EXERCISE PASSAGE
Marina Lebedeva, Vice Dean for Communications and Strategic Development of the FTMI

The entire curriculum was structured around the development of projects based on the students’ needs. Some of the key issues were related to navigation within the University’s various buildings, cafeteria food, paperwork and bureaucracy, healthy living and social activities. Teamwork, discussions both within groups and between them, and a focus on practical application of educational material and the actual implementation of students’ ideas: these were the defining features of the educational process for our Master’s students from the Institute of Design and Urban Studies. We involved representatives of consulting and IT businesses, as well as urban science experts and government officials, to participate in the classes and project defenses.

Natalia Aniskevich, FTMI lecturer

This was the first run of the Project Management course for Master’s students, so there have been a few hidden hazards and elements that we’ll improve in the next semester. I mostly dealt with Russian-speaking students studying food production, ecology, and science communication; I also had individual one-on-one classes with a Nigerian student who turned out to be the only applicant in his group. For our practical classes, we studied examples of successful projects, conducted teamwork training and practiced various skills such as cost, quality, team, risk, and communications management. It’s a very practical course, and in the next semester, I plan to work more closely together with companies involved in the students’ respective subject areas in order to give them better insight into the specifics of project work in their fields.

Members of the EcoSmart project
Members of the EcoSmart project

Igor Sokolov, Ksenia Oreshkina, and Sergey Maslennikov, members of the EcoSmart project and Master’s students at the Faculty of Photonics and Optical Information

This course presented us, as physicists, with new opportunities by showing us how to develop a project the right way and which tools to us. Our project is focused on a universal gas monitor system. There is a wide range of gas monitors and detectors in the market, but no universal measurement suit exists. An environmental company is developing the software for such a system, and our task was to pick the right sensors that could work together as one system. Thanks to Project Management, we were able to outline the project from both a technical and an environmental point of view.

It should be noted that the course was entirely in English, which was a real test of our ability to work in an international environment. Our lecturer, Tatiana Tokareva, was able to get students from the different fields of photonics involved in a whole new area of study by giving us an overview of all key modern project management models. In the future, we’d love to see more humanities-focused business courses such as this one.

Evgeniya Dorofeeva, a student at the Faculty of Applied Optics and a member of the project “Biodegradable film for the increase in human life expectancy”

At our classes, we first learned about the topic in depth and then formed into groups to work on relevant tasks. The material was presented in a proper, and most importantly, comprehensible, manner, which helped us not only complete those tasks but also become confident in that we’re able to create a grant-worthy project.

My project focused on the development of a biodegradable chitosan-based film. The main goal is to increase the human life expectancy. We plan to develop a film material suitable for a practical medical application. It’s a three-year project, and during that time we need to not only design the material and begin production but also to teach medical staff how to use it. Since the development of our project is directly tied to the requirements for the material, it will be considered completed when all the requirements are met. Right now, we plan to study various film material in lab conditions and then to design a material with improved mechanical properties.

DATASET RECORDS
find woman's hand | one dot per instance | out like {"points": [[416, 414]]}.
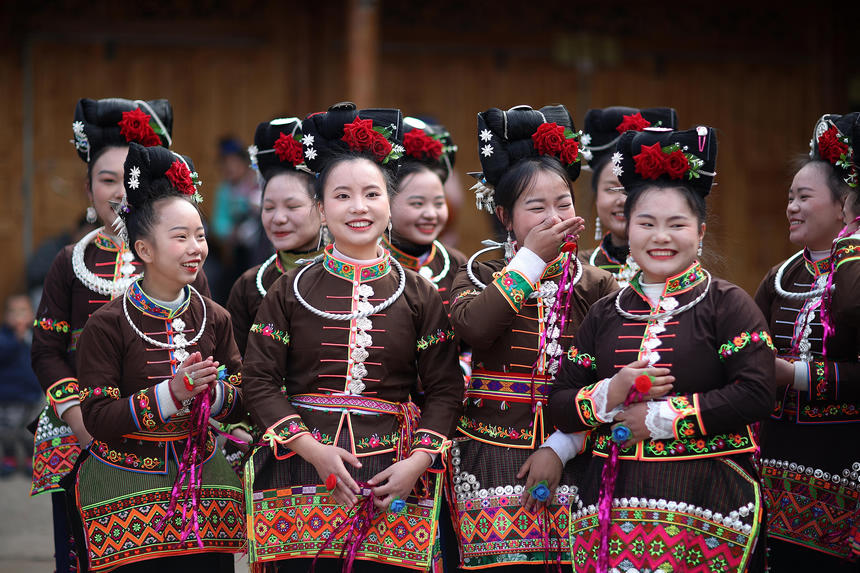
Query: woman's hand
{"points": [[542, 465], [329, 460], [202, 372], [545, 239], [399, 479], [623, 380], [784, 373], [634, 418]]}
* * *
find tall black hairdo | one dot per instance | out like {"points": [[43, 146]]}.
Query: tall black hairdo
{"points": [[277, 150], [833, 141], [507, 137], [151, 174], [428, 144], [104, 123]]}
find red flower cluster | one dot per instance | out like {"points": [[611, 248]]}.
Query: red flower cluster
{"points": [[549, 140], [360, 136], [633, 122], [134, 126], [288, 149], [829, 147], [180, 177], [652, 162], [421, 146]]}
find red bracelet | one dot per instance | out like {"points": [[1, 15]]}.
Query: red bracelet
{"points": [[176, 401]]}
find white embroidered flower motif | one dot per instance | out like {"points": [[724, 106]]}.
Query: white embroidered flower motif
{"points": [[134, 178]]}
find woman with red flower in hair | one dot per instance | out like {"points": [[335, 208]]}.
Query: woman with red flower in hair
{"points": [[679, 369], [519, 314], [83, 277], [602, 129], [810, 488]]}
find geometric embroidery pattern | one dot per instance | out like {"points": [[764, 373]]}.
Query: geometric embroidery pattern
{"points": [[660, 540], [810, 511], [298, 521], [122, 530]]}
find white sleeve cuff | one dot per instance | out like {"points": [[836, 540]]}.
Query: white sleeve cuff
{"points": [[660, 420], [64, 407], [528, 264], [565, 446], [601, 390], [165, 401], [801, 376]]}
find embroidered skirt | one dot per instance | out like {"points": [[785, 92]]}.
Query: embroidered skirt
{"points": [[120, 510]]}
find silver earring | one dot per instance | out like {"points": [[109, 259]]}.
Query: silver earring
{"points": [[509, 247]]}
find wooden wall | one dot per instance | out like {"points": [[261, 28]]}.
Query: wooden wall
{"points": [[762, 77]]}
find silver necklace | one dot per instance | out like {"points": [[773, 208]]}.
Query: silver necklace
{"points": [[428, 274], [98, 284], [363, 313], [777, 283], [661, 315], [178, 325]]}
==
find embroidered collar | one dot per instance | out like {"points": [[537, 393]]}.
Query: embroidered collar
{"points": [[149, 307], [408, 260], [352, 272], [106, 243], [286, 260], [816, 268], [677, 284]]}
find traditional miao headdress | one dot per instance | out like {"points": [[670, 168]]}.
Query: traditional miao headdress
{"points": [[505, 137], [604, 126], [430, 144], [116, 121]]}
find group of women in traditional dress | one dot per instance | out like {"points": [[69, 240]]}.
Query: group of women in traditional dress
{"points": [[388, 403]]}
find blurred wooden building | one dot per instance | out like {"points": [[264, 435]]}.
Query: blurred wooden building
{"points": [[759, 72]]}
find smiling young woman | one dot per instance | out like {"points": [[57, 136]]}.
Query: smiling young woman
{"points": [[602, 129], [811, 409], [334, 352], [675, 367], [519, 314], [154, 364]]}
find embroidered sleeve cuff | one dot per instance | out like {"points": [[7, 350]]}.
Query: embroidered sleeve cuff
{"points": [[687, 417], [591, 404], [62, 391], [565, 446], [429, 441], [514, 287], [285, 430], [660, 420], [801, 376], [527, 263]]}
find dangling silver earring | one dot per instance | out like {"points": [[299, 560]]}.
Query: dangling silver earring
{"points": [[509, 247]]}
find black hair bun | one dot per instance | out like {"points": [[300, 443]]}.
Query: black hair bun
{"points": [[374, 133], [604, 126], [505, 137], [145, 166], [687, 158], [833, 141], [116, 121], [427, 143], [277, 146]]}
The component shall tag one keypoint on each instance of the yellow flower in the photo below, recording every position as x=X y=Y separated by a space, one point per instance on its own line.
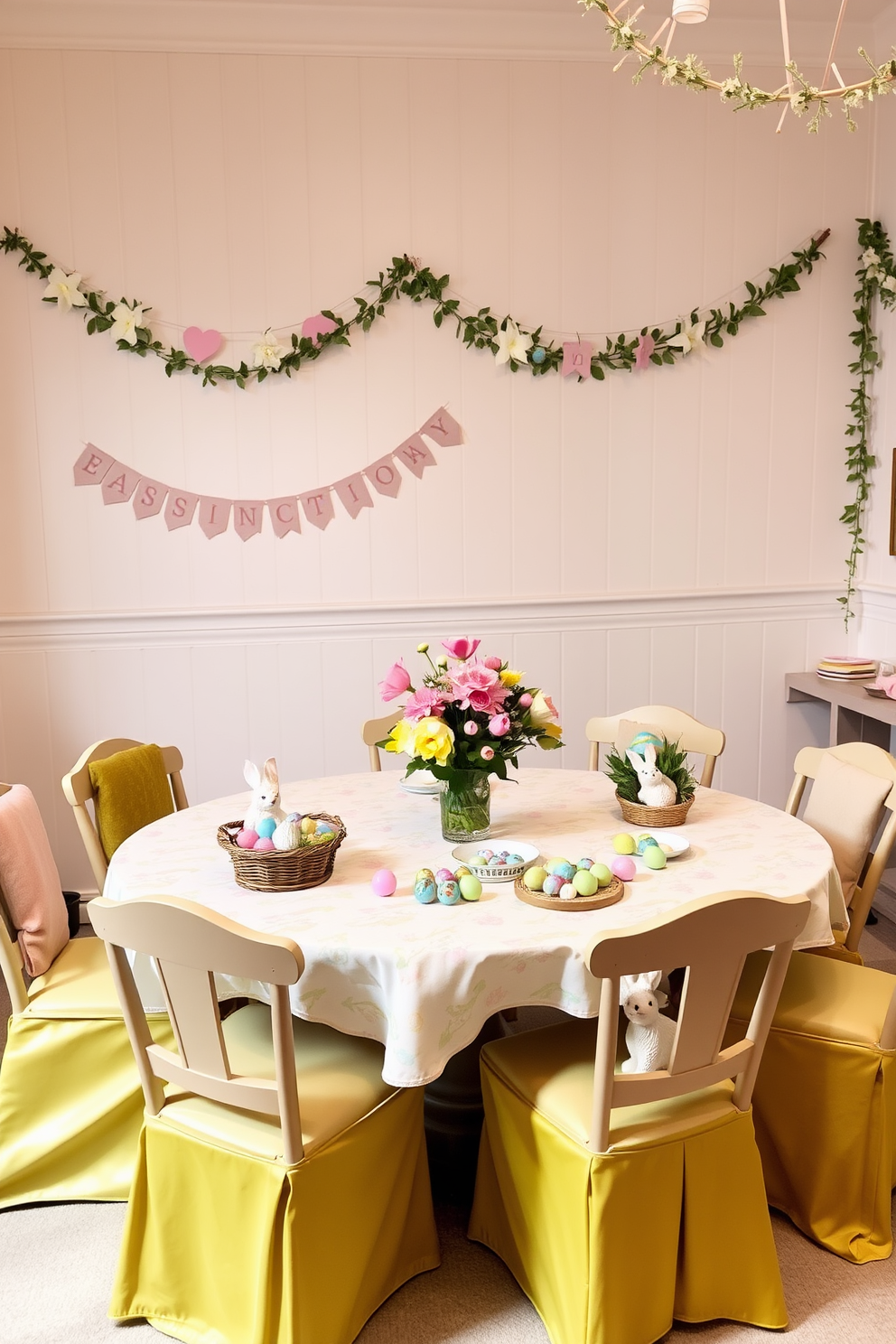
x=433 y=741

WORK ITEM
Decide whether each statement agrees with the text about the Project Management course, answering yes or no and quoting the words of the text that settle it: (a) The Project Management course for Master's students was being run for the first time. (b) The course taken by the EcoSmart project members was taught in Russian. (c) The biodegradable film project is planned to last five years. The records have nothing to do with the text.

TASK RESPONSE
(a) Yes: "This was the first run of the Project Management course for Master’s students"
(b) No: "the course was entirely in English"
(c) No: "It’s a three-year project"